▶ **Task instructions**:
[1] From the text below on telehealth treatment for opioid use disorder, list every barrier to addiction treatment that it says the temporary telehealth expansions eliminated.
[2] In the text below on telehealth and opioid prescribing, how much is telehealth estimated to have grown since the beginning of the pandemic?
[3] Reproduce the passage from the text below on telehealth and opioid use disorder that runs between "The Rise of" and "drugs using telehealth.", inclusive.

▶ **Document passage**:
-- -- --

At the beginning of the COVID-19 pandemic, the DEA and all 50 states temporarily suspended safeguards for telehealth treatment for opioid use disorder. This meant that patients struggling with opioid use disorder were able to access much needed treatment without having to see a doctor in person. Out-of-state physicians were even allowed to prescribe medication, a practice typically prohibited by medical boards.
These temporary telehealth expansions eliminated common barriers to addiction treatment, such as a shortage of health care providers, lack of transportation for patients, and a suspended driver’s license. However, because these allowances were tied to state or federal states of emergencies, once states go back to normal, the requirements for seeing a doctor in person in order to obtain a prescription will be reinstated.
The Telehealth Debate
These requirements are necessary to protect against prescription drug abuse, according to some clinicians and regulators. It was lax regulatory oversight in the 1990s that allowed painkiller pill mills to form and flourish, fueling the first opioid epidemic. The opposing argument holds that tightening regulations will make it more difficult for patients to fight their opioid addiction.
This controversy makes virtual prescribing of controlled medication a top telehealth concern, putting policymakers in a corner.
In an NPR article, Courtney Joslin, a resident fellow at the R Street Institute said, “You have people who are really in need of this and telehealth could really help them. On the other end, you do have that hesitancy because of the pill mill problem, previously, [so] you could have some abuse from both patients and providers using telehealth to get controlled substances.”
The Rise of Telehealth
Telehealth is estimated to have grown 38 times since the beginning of the pandemic, leading to numerous state and federal legislative proposals regulating telehealth.
Many policymakers are looking at the data to see what could potentially work long-term. Senator Mark Warner, D-Va said, “We’ve now had 18 months to have telehealth expand dramatically; it would be a huge mistake to roll back that progress. If you cut off that ability to deliver those substances with appropriate protections, you’re really cutting back on the path to recovery for a lot of folks.”
It’s important to note that of the estimated 1,000 telehealth bills recently proposed by state and federal lawmakers, very few mention controlled medications. This is due in part to a 2018 law that directed the DEA to set up a registry of physicians authorized to prescribe regulated drugs using telehealth.

-- -- --

▶ **Supplied records**:

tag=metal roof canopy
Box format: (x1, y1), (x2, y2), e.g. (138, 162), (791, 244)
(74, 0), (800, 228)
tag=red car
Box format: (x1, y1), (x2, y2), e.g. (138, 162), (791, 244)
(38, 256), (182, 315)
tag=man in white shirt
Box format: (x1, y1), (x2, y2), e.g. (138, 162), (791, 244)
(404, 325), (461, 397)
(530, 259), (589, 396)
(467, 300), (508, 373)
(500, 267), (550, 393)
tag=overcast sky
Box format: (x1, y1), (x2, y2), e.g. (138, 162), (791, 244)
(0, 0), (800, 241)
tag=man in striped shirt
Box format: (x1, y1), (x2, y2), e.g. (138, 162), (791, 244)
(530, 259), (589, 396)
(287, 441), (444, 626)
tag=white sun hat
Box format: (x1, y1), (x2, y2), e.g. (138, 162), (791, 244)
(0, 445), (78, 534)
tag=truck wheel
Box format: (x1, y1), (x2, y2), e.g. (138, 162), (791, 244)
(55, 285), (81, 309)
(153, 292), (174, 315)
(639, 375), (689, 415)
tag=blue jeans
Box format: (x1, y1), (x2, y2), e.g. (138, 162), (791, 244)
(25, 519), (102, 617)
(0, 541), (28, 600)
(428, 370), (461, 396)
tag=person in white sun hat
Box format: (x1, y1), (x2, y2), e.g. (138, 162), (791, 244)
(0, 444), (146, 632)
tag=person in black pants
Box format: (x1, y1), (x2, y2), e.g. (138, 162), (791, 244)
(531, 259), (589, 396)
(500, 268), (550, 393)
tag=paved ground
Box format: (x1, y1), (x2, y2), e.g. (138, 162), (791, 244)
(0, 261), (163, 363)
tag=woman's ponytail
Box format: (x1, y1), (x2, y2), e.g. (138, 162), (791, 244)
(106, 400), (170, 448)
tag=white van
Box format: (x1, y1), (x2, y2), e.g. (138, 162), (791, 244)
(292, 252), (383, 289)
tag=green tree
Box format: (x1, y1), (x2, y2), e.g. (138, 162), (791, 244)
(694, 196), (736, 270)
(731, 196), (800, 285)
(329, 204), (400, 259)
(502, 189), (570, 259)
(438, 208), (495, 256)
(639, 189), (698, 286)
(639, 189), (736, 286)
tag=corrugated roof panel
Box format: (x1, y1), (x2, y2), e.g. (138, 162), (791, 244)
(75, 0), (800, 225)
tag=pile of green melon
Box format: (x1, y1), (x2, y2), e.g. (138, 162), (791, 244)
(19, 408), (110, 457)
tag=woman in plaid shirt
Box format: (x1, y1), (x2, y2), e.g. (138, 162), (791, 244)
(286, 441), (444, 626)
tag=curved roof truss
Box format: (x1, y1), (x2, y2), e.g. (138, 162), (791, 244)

-- -- --

▶ **Exercise solutions**:
[1]
- A shortage of health care providers
- Lack of transportation for patients
- A suspended driver's license

[2] About 38 times.

[3]
The Rise of Telehealth
Telehealth is estimated to have grown 38 times since the beginning of the pandemic, leading to numerous state and federal legislative proposals regulating telehealth.
Many policymakers are looking at the data to see what could potentially work long-term. Senator Mark Warner, D-Va said, “We’ve now had 18 months to have telehealth expand dramatically; it would be a huge mistake to roll back that progress. If you cut off that ability to deliver those substances with appropriate protections, you’re really cutting back on the path to recovery for a lot of folks.”
It’s important to note that of the estimated 1,000 telehealth bills recently proposed by state and federal lawmakers, very few mention controlled medications. This is due in part to a 2018 law that directed the DEA to set up a registry of physicians authorized to prescribe regulated drugs using telehealth.